**GOAL OF THE EXERCISE**
Set down the material below in full, matching it exactly.
-- begin --
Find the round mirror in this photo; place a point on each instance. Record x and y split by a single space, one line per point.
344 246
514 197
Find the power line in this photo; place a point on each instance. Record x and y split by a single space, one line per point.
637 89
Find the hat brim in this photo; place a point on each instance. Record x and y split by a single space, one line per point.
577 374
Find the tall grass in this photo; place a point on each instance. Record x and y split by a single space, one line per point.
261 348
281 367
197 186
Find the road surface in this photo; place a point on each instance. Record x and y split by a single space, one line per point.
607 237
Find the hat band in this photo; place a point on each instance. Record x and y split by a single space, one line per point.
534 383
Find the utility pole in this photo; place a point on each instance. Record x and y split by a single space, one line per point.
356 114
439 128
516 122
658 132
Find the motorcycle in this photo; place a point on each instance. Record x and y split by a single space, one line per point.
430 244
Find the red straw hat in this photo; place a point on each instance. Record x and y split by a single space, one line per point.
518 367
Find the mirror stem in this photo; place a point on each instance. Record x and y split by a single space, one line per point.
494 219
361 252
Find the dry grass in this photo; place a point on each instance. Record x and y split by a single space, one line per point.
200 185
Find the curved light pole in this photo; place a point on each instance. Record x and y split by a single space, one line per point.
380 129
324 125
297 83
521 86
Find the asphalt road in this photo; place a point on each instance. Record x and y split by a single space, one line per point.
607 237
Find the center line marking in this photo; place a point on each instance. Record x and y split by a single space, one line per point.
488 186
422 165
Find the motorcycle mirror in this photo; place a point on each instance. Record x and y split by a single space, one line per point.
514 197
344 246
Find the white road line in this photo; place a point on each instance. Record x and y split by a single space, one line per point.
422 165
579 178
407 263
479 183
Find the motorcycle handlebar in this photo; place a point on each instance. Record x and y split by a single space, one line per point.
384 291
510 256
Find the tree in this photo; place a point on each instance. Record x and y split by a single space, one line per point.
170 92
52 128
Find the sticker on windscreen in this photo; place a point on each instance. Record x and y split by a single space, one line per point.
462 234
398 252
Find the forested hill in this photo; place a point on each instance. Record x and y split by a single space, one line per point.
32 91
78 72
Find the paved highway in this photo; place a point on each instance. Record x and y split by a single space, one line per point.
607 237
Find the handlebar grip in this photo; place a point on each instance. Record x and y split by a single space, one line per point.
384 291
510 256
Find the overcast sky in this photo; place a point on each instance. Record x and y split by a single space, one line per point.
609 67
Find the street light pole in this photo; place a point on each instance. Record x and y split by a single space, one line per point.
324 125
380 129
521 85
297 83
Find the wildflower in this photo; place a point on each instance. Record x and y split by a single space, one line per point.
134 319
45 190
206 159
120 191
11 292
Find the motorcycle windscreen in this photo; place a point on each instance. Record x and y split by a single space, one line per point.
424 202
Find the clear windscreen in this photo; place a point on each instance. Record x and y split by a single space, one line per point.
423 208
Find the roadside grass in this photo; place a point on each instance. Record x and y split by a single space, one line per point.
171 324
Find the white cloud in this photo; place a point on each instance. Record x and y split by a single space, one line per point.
-- end --
**WRITTEN SOLUTION**
Find the round mirror in this photo; place a point on each instance. Record x and y split by a single space, one line per point.
344 246
514 197
Find the power line in this photo; place a point on each instance. Record x and y split by a single space, one line per point.
637 89
Find the hat brim in this photo; place a point on each instance. Record x and y split by a single space, one line per point.
577 374
Find the tall grass in this photo; place a point on each instance. Record x and y split by a single space, one line per point.
261 348
281 367
197 186
Find the road surface in this photo; place a point on each instance. Record x and y split by a single space, one line per point.
607 237
Find the hat band in this photo; place a point on each instance. Record x and y split by a single space, one line per point.
534 383
Find the utility pole in this photo; place a point on each instance. Record x and y split by a single space, one line per point.
356 114
439 128
516 122
658 132
Find the motorcycle in this photo; place a point on each instance. Record x and y split by a single space, one line per point.
430 244
Find the red straw hat in this photo; place a point on each instance. Record x and y split by a single space, one line per point.
518 367
Find the mirror stem in this photo; place a point on each instance. Record x and y split by a single space, one line per point.
494 219
361 252
Find the dry grass in this photo; place a point on each instance. Record x and y split by a single space, one line per point.
200 185
Find the curved light pole in this photo; place a point on each instance. Record x and y split by a single space, one line per point.
380 129
324 125
297 83
521 86
Find the asphalt road in this photo; place a point on each instance. Record x and y split by a single space, one line per point.
607 237
Find the center line marking in this photo; place a point on each instance. Record x and y split by a single space, one line per point.
488 186
422 165
Find the motorcycle mirror in this photo; place a point on each instance. Record x and y split by a single space, one line per point.
514 197
344 246
Find the white road line in this photo; place a point on each instance. Record x and y split by a single space, one line per point.
422 165
579 178
407 263
479 183
Find the motorcycle handlebar in this photo; place a point on each instance. Record x and y split by a single space, one line per point.
384 291
510 256
Find the tree in this photo; place a point on each instance. Record x and y split by a single space, one line per point.
170 92
52 128
Find the sticker on windscreen in this photo; place a point on each instance. Record x and y split by a single space, one line per point.
462 234
398 252
Find the forested hill in this photo; place a point on each instance. Record x and y split by a single space, one line per point.
32 91
78 72
Find the paved highway in this photo; place a point on each instance. Record x and y split by a single space, one line per point.
607 237
Find the handlebar grip in this photo; place a point on each instance. Record x and y split by a single space, one line per point.
384 291
510 256
Find the overcast sky in this photo; place a point on each instance. Record x and y split by a single space, one line per point.
609 67
Find the street light pole in this photo; place a point on each instance. Record x and y split by a single space, one line per point.
324 125
380 129
521 85
297 83
Find the wildflower in this photo; place a point on each instance. Record x and y split by a single space, one line per point.
134 319
45 190
206 159
120 191
11 292
Find the motorcycle windscreen in this photo; place a point on each instance. Record x and y split by a single space, one line per point.
424 202
Find the clear windscreen in this photo; place a point on each instance. Record x and y split by a single space, one line per point.
423 208
Find the roadside grass in this photo; place a point on each instance. Record x and y split by a single space, one line per point.
171 324
Find the white cloud in this photo; place a point on each instance. Record x and y split by a single space, one line per point.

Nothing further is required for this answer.